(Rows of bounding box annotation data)
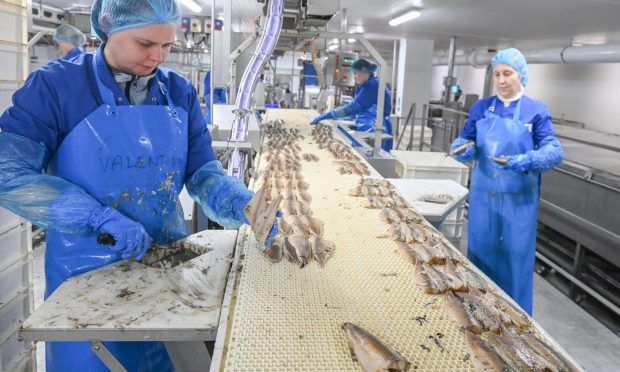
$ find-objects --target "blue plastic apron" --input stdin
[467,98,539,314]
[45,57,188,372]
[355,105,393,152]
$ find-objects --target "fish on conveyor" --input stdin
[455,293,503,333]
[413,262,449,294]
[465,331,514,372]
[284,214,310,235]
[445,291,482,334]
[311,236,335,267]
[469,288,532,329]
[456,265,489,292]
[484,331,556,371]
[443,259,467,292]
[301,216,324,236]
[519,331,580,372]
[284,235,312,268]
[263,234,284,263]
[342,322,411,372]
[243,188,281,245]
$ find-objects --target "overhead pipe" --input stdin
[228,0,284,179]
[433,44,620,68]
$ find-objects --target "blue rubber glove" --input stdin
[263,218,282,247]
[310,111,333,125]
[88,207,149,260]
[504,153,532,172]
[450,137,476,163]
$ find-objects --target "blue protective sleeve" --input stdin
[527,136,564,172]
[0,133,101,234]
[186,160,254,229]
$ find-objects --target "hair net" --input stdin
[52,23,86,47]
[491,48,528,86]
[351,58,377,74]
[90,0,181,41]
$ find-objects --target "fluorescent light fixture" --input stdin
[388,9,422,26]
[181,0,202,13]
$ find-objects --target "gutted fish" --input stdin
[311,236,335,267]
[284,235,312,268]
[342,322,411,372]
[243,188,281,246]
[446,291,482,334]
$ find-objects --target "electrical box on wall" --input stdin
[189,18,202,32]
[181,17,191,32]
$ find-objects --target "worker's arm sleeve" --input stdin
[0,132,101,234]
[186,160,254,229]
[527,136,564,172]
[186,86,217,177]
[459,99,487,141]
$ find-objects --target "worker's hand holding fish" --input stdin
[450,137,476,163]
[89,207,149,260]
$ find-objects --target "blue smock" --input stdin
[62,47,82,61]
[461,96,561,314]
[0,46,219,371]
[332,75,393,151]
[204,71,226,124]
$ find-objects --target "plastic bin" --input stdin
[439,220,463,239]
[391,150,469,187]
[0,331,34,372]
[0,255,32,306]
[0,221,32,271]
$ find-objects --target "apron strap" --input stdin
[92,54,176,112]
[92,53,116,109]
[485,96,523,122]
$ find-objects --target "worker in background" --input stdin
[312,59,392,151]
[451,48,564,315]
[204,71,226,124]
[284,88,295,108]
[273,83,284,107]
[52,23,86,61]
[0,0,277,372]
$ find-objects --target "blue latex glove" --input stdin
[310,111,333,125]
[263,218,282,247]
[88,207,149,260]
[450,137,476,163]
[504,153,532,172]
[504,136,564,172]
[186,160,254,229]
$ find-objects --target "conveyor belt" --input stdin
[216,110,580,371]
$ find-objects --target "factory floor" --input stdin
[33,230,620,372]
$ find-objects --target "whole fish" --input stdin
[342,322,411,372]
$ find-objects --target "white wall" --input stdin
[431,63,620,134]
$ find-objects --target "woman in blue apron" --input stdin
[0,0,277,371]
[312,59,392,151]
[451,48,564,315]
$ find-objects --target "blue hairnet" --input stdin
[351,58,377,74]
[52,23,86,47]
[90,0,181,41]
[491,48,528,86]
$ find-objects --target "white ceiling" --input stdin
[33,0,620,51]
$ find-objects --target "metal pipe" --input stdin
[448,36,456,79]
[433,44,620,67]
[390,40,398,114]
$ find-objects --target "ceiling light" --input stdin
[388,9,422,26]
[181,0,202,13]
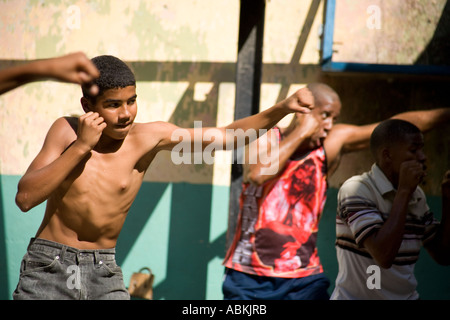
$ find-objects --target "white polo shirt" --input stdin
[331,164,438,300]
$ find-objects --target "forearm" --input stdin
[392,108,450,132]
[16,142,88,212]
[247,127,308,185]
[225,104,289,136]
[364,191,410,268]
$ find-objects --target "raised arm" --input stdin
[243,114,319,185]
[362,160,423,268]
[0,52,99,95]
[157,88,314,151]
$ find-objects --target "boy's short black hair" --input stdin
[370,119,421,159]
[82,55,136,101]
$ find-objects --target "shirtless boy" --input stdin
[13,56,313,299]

§ **TASK TO COMPLETE**
Report each line of the entries that contains the word "white", copying those lines in full.

§ **WRITTEN SOLUTION**
$ find-objects --target "white wall" --input stdin
$ find-objects --target "white ceiling" --input stdin
$ find-objects --target "white polo shirt" --input stdin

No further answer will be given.